- Texte extrait -
^^^^

Le premier système de dan, allant de 1 à 10, était utilisé par Jigoro Kano au Kodokan depuis 1882 ;
La légende raconte que Jigoro Kano l'a emprunté à une école de Go de la période Edô qui elle-même s'était inspirée des niveaux d'avancement hiérarchiques des fonctionnaires dans la société chinoise antique.
Jigoro Kano l'a apporté avec lui quand il est entré comme professeur au Dai Nippon Butokukai (Association des Vertus Martiales du Grand Japon, organisation non gouvernementale créée en 1895). Le système de kyu (1 à 6) était utilisé par la police (Keishicho) depuis 1886.
En 1917, le Kenjutsu au sein du Butokukai, sous la direction de TAKANO Sasaburo, décide d'adopter le système de Dan mais uniquement jusqu'au 5e, et se poursuivait avec les shogos : Renshi, Kyoshi et Hanshi.
Depuis 1937, les Dan à partir du 6e commencent à être utilisés et le système de 10 Dan sera officiellement instauré par ZNKR* dès 1957.
En 2000, la fédération japonaise décide de ne plus accorder de 10e dan et que le plus haut Dan accordé serait le 8e.
Quel peut être l'intérêt de hiérarchiser ainsi les pratiquants ?
Oui, à y regarder de plus près, nous pouvons très aisément faire l'analogie avec les grades d'avancement dans une carrière militaire. Serait-ce le côté martial qui l'exige ?
Cette reconnaissance de niveau, à quoi peut-elle servir ?
Le niveau démontré lors du passage de grade, ne s'émousse-t-il pas avec le temps ?

^^^^

- Données fournies -
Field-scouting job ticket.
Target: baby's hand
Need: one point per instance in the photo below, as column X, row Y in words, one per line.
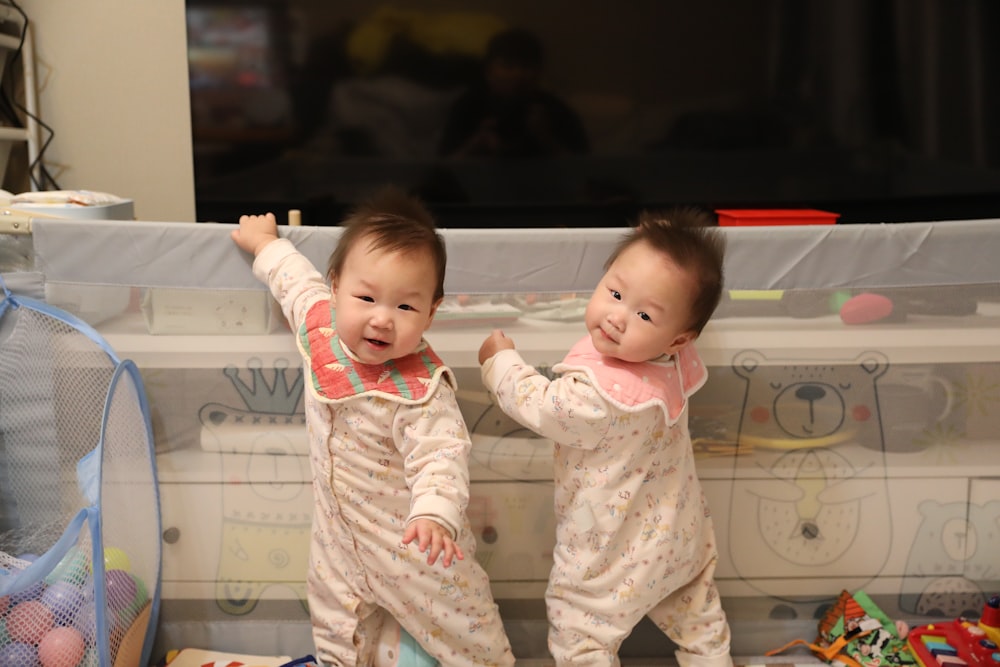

^^^^

- Liste des tâches -
[1] Pouvez-vous restituer mot pour mot le passage du texte sur les grades dan qui commence à "Jigoro Kano l'a apporté" et se termine à "(Keishicho) depuis 1886." ?
[2] Comment se poursuit le texte sur l'histoire des grades dan après sa dernière phrase ? Rédigez-en la suite.

- Réponses par tâche -
[1]
Jigoro Kano l'a apporté avec lui quand il est entré comme professeur au Dai Nippon Butokukai (Association des Vertus Martiales du Grand Japon, organisation non gouvernementale créée en 1895). Le système de kyu (1 à 6) était utilisé par la police (Keishicho) depuis 1886.

[2]
Doit-on d'ailleurs parler de niveau ou d'avancement ? …ok, mais l'avancement de quoi ?
Par cet article, je ne prétends pas répondre à toutes ces questions mais proposer quelques éclairages afin que chacun puisse se faire sa propre opinion.
Le système de grade peut être vu comme un concept militaire d'un autre âge et instauré par un ancien mode de société qui n'a plus cours. Savoir qui est notre supérieur et qui est notre subordonné permettrait de se repérer quant à notre rang dans la société. Ce serait comme un positionnement identitaire en quelque sorte. Pour l'alignement dans le dojo, l'ordre de grade étant la règle, remonter dans la ligne quand on obtient le grade supérieur, cela peut flatter les bas instincts de l'égo.
Nous connaissons tous, quelques pratiquants, ils ne sont pas nombreux, qui disent préférer ne pas, ou plus, passer de grades. Une fois que l'on a identifié ceux qui font ce choix par peur de l'échec, les autres semblent avoir une vraie détermination idéologique sur le sujet. Je les encourage à s'exprimer dans un des numéros suivants de Ken Do Mag.
Le rapport à soi-même peut éclore une fois évacuées toutes les pensées mesquines dont est friande la nature humaine : qui n'a pas, un jour, souhaité ardemment réussir son grade afin de rejoindre ou dépasser tel ou telle, ou comme une revanche sur un élément extérieur à soi-même ?!
C'est en nous recentrant humblement sur notre propre avancement, progression, élévation (!) que nous pouvons trouver le vrai sens du système de grade. Des objectifs de progrès, de réalisation personnelle à travers la pratique d'un ou plusieurs Budo, sont des marqueurs, des jalons qui tracent notre route sur la voie du sabre.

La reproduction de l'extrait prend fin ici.